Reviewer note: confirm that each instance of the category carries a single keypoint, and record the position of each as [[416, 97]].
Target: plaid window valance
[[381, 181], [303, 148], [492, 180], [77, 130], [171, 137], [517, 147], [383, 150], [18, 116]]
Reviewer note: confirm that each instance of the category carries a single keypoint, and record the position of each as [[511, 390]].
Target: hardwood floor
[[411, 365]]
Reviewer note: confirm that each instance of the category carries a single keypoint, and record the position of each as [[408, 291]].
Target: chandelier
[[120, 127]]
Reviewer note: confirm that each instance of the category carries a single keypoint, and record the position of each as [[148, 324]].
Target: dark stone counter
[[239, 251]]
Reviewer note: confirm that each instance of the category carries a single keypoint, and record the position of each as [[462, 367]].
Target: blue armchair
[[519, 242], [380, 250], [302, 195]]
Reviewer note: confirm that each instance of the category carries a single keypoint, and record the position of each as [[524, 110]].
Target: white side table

Problem requirements: Out of the entries above, write out only the lines between the line holding "Target: chandelier" and the line holding "as [[462, 367]].", inclusive, each exactly as given.

Problem solution:
Target: chandelier
[[120, 127]]
Reviewer note: confirm that each instance of the category carries a single keypoint, and record the position of each as [[148, 324]].
Target: dark stone counter
[[239, 251]]
Reviewer note: confirm that each instance of the category carries a single keypoint, and record the position of each as [[462, 367]].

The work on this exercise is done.